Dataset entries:
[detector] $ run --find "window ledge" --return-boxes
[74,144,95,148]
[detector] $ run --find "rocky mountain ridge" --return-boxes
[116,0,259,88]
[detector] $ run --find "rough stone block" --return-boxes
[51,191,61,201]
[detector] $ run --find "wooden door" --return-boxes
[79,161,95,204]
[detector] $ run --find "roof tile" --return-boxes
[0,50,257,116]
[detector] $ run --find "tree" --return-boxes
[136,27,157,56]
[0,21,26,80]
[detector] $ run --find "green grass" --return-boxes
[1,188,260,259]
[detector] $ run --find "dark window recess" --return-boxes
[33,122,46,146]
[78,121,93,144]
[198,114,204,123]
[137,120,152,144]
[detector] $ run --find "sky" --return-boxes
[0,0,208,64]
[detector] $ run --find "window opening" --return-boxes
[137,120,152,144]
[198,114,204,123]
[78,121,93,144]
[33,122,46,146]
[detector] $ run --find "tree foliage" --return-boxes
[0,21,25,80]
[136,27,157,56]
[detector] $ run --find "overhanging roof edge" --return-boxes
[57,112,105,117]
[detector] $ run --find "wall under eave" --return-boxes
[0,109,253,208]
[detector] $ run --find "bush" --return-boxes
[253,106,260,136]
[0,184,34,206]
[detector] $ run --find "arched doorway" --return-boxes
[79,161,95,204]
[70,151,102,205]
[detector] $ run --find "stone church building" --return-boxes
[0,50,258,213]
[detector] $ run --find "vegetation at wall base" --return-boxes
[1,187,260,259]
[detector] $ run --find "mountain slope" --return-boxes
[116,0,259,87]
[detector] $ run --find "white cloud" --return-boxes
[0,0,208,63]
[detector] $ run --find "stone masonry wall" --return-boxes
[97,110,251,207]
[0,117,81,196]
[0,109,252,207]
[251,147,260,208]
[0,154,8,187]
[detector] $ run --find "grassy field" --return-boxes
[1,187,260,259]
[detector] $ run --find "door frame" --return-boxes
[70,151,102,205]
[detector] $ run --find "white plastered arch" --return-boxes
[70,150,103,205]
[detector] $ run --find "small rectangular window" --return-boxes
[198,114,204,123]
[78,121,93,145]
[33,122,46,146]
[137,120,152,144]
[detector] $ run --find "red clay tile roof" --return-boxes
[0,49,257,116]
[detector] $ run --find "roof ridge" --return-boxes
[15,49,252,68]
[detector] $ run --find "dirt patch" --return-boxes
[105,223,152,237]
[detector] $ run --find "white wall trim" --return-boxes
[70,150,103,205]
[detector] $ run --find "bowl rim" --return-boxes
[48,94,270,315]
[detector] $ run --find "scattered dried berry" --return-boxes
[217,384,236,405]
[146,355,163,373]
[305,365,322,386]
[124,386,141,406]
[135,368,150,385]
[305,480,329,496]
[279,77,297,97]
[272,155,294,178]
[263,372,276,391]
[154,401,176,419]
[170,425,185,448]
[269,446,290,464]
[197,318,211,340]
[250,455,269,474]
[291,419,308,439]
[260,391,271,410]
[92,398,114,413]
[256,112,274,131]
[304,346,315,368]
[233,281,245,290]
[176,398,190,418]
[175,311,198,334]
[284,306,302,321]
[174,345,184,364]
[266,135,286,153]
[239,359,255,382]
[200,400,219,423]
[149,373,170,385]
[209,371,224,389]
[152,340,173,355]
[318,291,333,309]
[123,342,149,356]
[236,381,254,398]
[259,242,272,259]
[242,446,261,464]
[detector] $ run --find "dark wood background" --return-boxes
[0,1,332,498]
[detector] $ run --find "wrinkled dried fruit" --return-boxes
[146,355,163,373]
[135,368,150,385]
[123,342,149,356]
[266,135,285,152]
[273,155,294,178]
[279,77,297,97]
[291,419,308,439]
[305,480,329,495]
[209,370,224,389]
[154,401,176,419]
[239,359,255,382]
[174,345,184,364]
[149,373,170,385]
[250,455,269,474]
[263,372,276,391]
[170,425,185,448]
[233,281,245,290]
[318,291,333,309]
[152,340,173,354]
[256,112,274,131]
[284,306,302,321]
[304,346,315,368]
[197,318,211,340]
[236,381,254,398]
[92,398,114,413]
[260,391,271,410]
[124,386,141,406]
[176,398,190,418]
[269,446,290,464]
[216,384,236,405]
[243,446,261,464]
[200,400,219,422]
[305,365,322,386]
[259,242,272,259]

### Problem to solve
Reproduce all the entries verbatim, leaving nothing out.

### Response to the exercise
[detector] $ run --find "window ledge" --return-boxes
[74,144,95,148]
[detector] $ run --find "rocky mountain ridge" --return-boxes
[116,0,259,88]
[detector] $ run --find "rough stone block" --return-boxes
[51,191,61,201]
[detector] $ run --find "wooden door" --return-boxes
[79,161,95,204]
[detector] $ run --find "roof tile" --return-boxes
[0,50,257,116]
[detector] $ run --find "tree" --return-boxes
[136,27,157,56]
[0,21,26,80]
[detector] $ run --find "green grass" --return-boxes
[1,188,260,259]
[detector] $ run --find "dark window recess" --return-boxes
[33,122,46,146]
[78,121,93,144]
[198,114,204,123]
[137,120,152,144]
[detector] $ run --find "sky" --return-boxes
[0,0,208,64]
[detector] $ run --find "window opening" --return-boxes
[137,120,152,144]
[198,114,204,123]
[78,121,93,144]
[33,122,46,146]
[detector] $ run --find "tree foliage" --return-boxes
[0,21,25,80]
[136,27,157,56]
[detector] $ run --find "overhanging roof edge" --return-boxes
[57,112,105,117]
[detector] $ run --find "wall under eave" --return-boxes
[0,109,253,208]
[detector] $ run --find "bush" --return-boxes
[253,106,260,136]
[0,184,34,206]
[detector] $ run --find "arched doorway" --return-boxes
[79,161,95,204]
[70,151,102,205]
[detector] $ run --find "stone church building" --return-boxes
[0,50,258,213]
[detector] $ run --find "vegetation at wall base" --return-boxes
[1,187,260,259]
[detector] $ run --find "mountain slope" --return-boxes
[116,0,259,87]
[detector] $ run --find "white cloud" --return-boxes
[0,0,208,63]
[detector] $ run --find "stone masonry wall" --return-boxes
[97,110,251,207]
[0,117,81,196]
[0,109,252,207]
[251,147,260,208]
[0,154,8,187]
[detector] $ run --find "grassy field" --return-boxes
[1,187,260,259]
[detector] $ run --find "door frame" --return-boxes
[70,151,102,205]
[detector] $ run --find "white plastered arch" --return-boxes
[70,150,103,205]
[detector] $ run --find "small rectangular window" --return-boxes
[198,114,204,123]
[78,121,93,145]
[33,122,46,146]
[137,120,152,144]
[detector] $ run --find "red clay tile roof" --return-boxes
[0,49,257,116]
[detector] $ run --find "roof ridge" --return-boxes
[15,49,252,68]
[detector] $ run --find "dirt patch" --return-boxes
[105,223,152,237]
[detector] $ run --find "white wall trim" --return-boxes
[70,150,103,205]
[detector] $ run --find "bowl rim" --return-boxes
[48,94,270,315]
[detector] $ run --find "scattered dried berry" --return-boxes
[217,384,236,405]
[146,355,163,373]
[305,365,322,386]
[124,386,141,406]
[135,368,150,385]
[305,480,329,496]
[279,77,297,97]
[272,155,294,178]
[263,372,276,391]
[154,401,176,419]
[170,425,185,448]
[269,446,290,464]
[197,318,211,340]
[250,455,269,474]
[291,419,308,439]
[260,391,271,410]
[92,398,114,413]
[256,112,274,131]
[304,346,315,368]
[233,281,245,290]
[176,398,190,418]
[175,311,198,334]
[284,306,302,321]
[174,345,184,364]
[266,135,286,153]
[239,359,255,382]
[200,400,219,423]
[149,373,170,385]
[209,371,224,389]
[152,340,173,355]
[318,291,333,309]
[123,342,149,356]
[236,381,254,398]
[259,242,272,259]
[242,446,261,464]
[detector] $ run --find "dark wood background" --return-boxes
[0,1,332,498]
[detector] $ run --find "wrinkled dried fruit" --return-boxes
[146,355,163,373]
[135,368,150,385]
[123,342,149,356]
[266,135,285,152]
[273,155,294,178]
[279,77,297,97]
[291,419,308,439]
[305,480,329,495]
[209,370,224,389]
[154,401,176,419]
[239,359,255,382]
[174,345,184,364]
[149,373,170,385]
[250,455,269,474]
[263,372,276,391]
[170,425,185,448]
[233,281,245,290]
[318,291,333,309]
[152,340,173,354]
[256,112,274,131]
[284,306,302,321]
[304,346,315,368]
[197,318,211,340]
[236,381,254,398]
[92,398,114,413]
[260,391,271,410]
[124,386,141,406]
[176,398,190,418]
[269,446,290,464]
[216,384,236,405]
[243,446,261,464]
[200,400,219,422]
[305,365,322,386]
[259,242,272,259]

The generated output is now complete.